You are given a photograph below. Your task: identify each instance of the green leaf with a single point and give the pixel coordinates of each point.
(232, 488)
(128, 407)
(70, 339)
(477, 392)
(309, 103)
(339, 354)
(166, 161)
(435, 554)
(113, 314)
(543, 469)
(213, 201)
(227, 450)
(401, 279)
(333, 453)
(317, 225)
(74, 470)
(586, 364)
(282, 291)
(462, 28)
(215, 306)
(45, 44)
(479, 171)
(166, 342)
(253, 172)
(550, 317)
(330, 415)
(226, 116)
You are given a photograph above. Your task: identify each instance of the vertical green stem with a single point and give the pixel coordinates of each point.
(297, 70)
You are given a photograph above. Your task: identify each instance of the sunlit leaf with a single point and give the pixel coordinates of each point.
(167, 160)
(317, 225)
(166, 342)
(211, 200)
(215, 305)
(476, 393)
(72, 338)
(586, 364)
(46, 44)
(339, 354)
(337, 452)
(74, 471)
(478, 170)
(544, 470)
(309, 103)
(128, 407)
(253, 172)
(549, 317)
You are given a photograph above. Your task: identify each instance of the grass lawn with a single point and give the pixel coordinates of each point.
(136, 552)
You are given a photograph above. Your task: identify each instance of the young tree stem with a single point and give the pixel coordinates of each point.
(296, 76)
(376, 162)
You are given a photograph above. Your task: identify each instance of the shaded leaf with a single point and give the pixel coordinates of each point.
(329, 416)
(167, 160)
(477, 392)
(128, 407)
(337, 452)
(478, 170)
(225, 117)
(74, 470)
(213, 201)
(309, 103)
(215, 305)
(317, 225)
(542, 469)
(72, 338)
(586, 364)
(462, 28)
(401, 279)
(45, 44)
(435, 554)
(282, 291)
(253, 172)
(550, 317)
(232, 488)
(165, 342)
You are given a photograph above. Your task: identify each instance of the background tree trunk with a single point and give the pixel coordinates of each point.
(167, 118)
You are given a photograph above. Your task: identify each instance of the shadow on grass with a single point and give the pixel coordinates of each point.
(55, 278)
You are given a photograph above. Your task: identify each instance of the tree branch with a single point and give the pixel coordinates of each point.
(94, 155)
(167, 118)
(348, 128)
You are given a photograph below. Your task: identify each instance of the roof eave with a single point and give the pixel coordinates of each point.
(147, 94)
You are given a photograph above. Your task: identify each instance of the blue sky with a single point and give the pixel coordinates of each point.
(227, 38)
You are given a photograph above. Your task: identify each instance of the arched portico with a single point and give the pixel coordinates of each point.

☆ ☆ ☆ ☆ ☆

## TASK STATEMENT
A word-for-word restatement of all the records is required.

## EXPECTED OUTPUT
You are given a photograph below. Your task: identify each instance of the green leaf with a single point and give the pixel coordinates of each point.
(232, 488)
(128, 407)
(70, 339)
(477, 392)
(309, 103)
(339, 354)
(166, 161)
(435, 554)
(113, 314)
(543, 469)
(213, 201)
(227, 450)
(401, 279)
(333, 453)
(317, 225)
(74, 470)
(586, 364)
(282, 291)
(462, 28)
(215, 306)
(45, 44)
(479, 171)
(166, 342)
(253, 172)
(550, 317)
(330, 415)
(226, 116)
You are given a photograph above. Your task: identify each instance of the vertical green stem with a single point and give the pixel coordinates of each point.
(297, 70)
You are given a photograph above. Your task: identify each instance of the sunlit leaf with a single point and give the pixel coordinates of each point.
(167, 160)
(317, 225)
(166, 342)
(211, 200)
(215, 305)
(476, 393)
(72, 338)
(586, 364)
(46, 44)
(339, 354)
(337, 452)
(74, 471)
(478, 170)
(544, 470)
(309, 103)
(128, 407)
(253, 172)
(549, 317)
You are given a photograph above. Your task: identify each instance of the grass lawn with a single point and give the pixel coordinates of each point.
(136, 552)
You are given a photograph above. Your task: identify each instance of the young tree stem with a single point and give the pixel coordinates of each point.
(296, 76)
(376, 162)
You are given a photograph above. Your task: identify each instance of the shaded leaf with a single point and give the pixel coordinates of each point.
(329, 416)
(167, 160)
(477, 392)
(128, 407)
(337, 452)
(478, 170)
(225, 117)
(74, 470)
(213, 201)
(309, 103)
(215, 305)
(317, 225)
(542, 469)
(72, 338)
(586, 364)
(462, 28)
(401, 279)
(45, 44)
(435, 554)
(282, 291)
(253, 172)
(550, 317)
(232, 488)
(165, 342)
You are given a photograph above. Your task: identify each instance of the background tree trunk with a single point and give the pixel coordinates of each point.
(167, 118)
You are given a photograph above. Your task: identify each instance of the shadow on grass with a single point and give the pixel coordinates of each point.
(55, 278)
You are given a photograph above. Your task: identify each instance of the tree branch with a single point and give the pixel coordinates of each point.
(94, 155)
(167, 118)
(348, 128)
You are given a photograph below. Your task: identify each instance of the roof eave with a single point and give the pixel coordinates of each point.
(147, 94)
You are given a photograph above. Your task: identify each instance of the blue sky with a single point and give the pixel coordinates of each point.
(227, 38)
You are given a photograph above. Your task: identify each instance of the arched portico with a single point and give the pixel coordinates of each point.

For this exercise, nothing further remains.